---------- DOCUMENT PASSAGE

Oh no! Circumstances need not overcome us, but we can surmount them victoriously as we claim our share in Christ’s victory and lay hold upon His promises. It was this confidence that enabled Joseph, in spite of the sorest trials and standing face to face with his brothers who had sought his harm, to say, “Ye thought evil against me, but God meant it unto good.” It was this same confidence that enabled the three Hebrew children, confronted with the haughty Nebuchadnezzar and a fiery furnace, to exclaim calmly and unflinchingly, “We are not careful to answer thee in this matter, “If it be so, our God whom we serve is able to deliver us from the burning fiery furnace, and he will deliver us out of thine hand, O king” (Daniel 3:17). It was this that enabled the apostle Paul to endure courageously every variety of suffering and trial and to testify, “I have learned in whatsoever state I am, to be content—I can do all things through Christ, who is my strength.” With all of these saints there were no third parties or second causes. They accepted everything from God and met it triumphantly through faith in Christ.
Dear friends, let us face the fact. It is not our circumstances that rob us of victory. I am not unaware of the variety of hard and testing circumstances that you and I have at times to face. Nevertheless, we may face them all as Paul faced his, and say, out of a blessed experience, “Now thanks be unto God who always leads us forth to triumph with Christ.” In the last analysis, our victory or failure lies not between us and circumstances but between us and God. So let us not be found dragging God’s Word down to the miserably low standard of our defeated experience; rather let us lift our experience by faith up to the high standard of God’s Word and will.
The Effect Of This Triumph
We have seen something of the nature and something of the conditions of this triumph. And now what is its effect? As stated in our text, it is that God “by us diffuses the fragrance of the knowledge of Christ in every place.” The Christian who leads a victorious life scatters the fragrance of Jesus Christ wherever he goes.
What is fragrance? It is something invisible, intangible, perhaps undefinable, and yet something very real, something that is the very essence of certain objects, giving to them their true value. What would a rose be without its fragrance, or a lily of the valley? Their fragrance is their very soul. We all know what a difference the atmosphere of a place makes. Suppose into this auditorium should sweep some foul, fetid odor. How it would depress and distress us, and even make us ill! But, on the other hand, some sweet perfume wafted into our midst would refresh an exhilarate and uplift us.

--------------------
---------- DATASET EXTRACT

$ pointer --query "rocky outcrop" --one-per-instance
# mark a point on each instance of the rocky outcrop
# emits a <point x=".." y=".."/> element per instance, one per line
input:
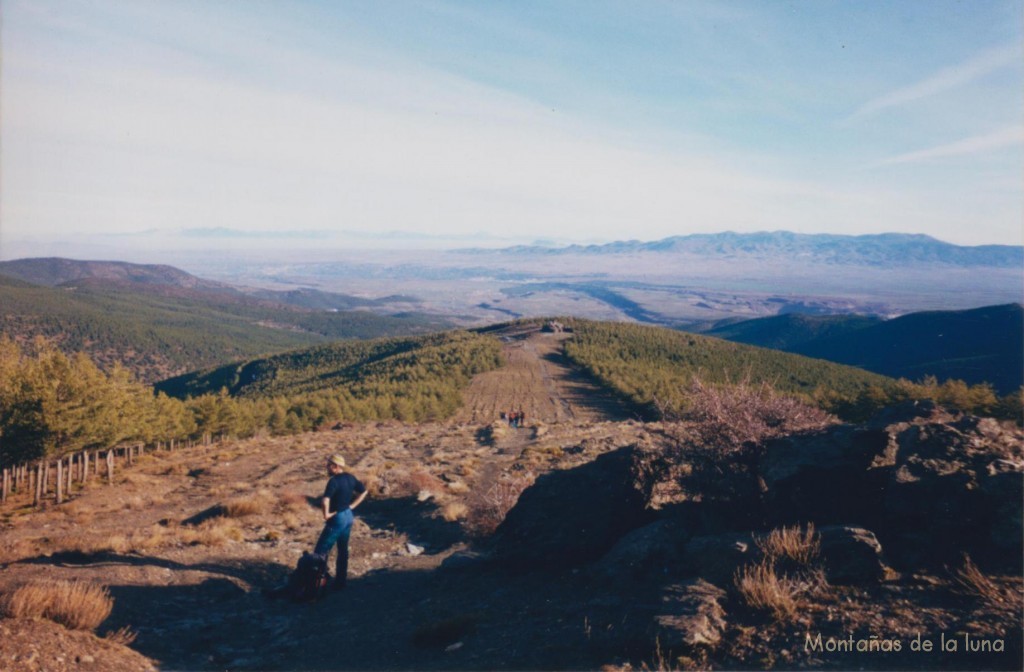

--------------------

= THE TASK =
Can you copy the sermon passage word for word, between "What is fragrance?" and "and uplift us.", inclusive?

= SOLUTION TO THIS TASK =
What is fragrance? It is something invisible, intangible, perhaps undefinable, and yet something very real, something that is the very essence of certain objects, giving to them their true value. What would a rose be without its fragrance, or a lily of the valley? Their fragrance is their very soul. We all know what a difference the atmosphere of a place makes. Suppose into this auditorium should sweep some foul, fetid odor. How it would depress and distress us, and even make us ill! But, on the other hand, some sweet perfume wafted into our midst would refresh an exhilarate and uplift us.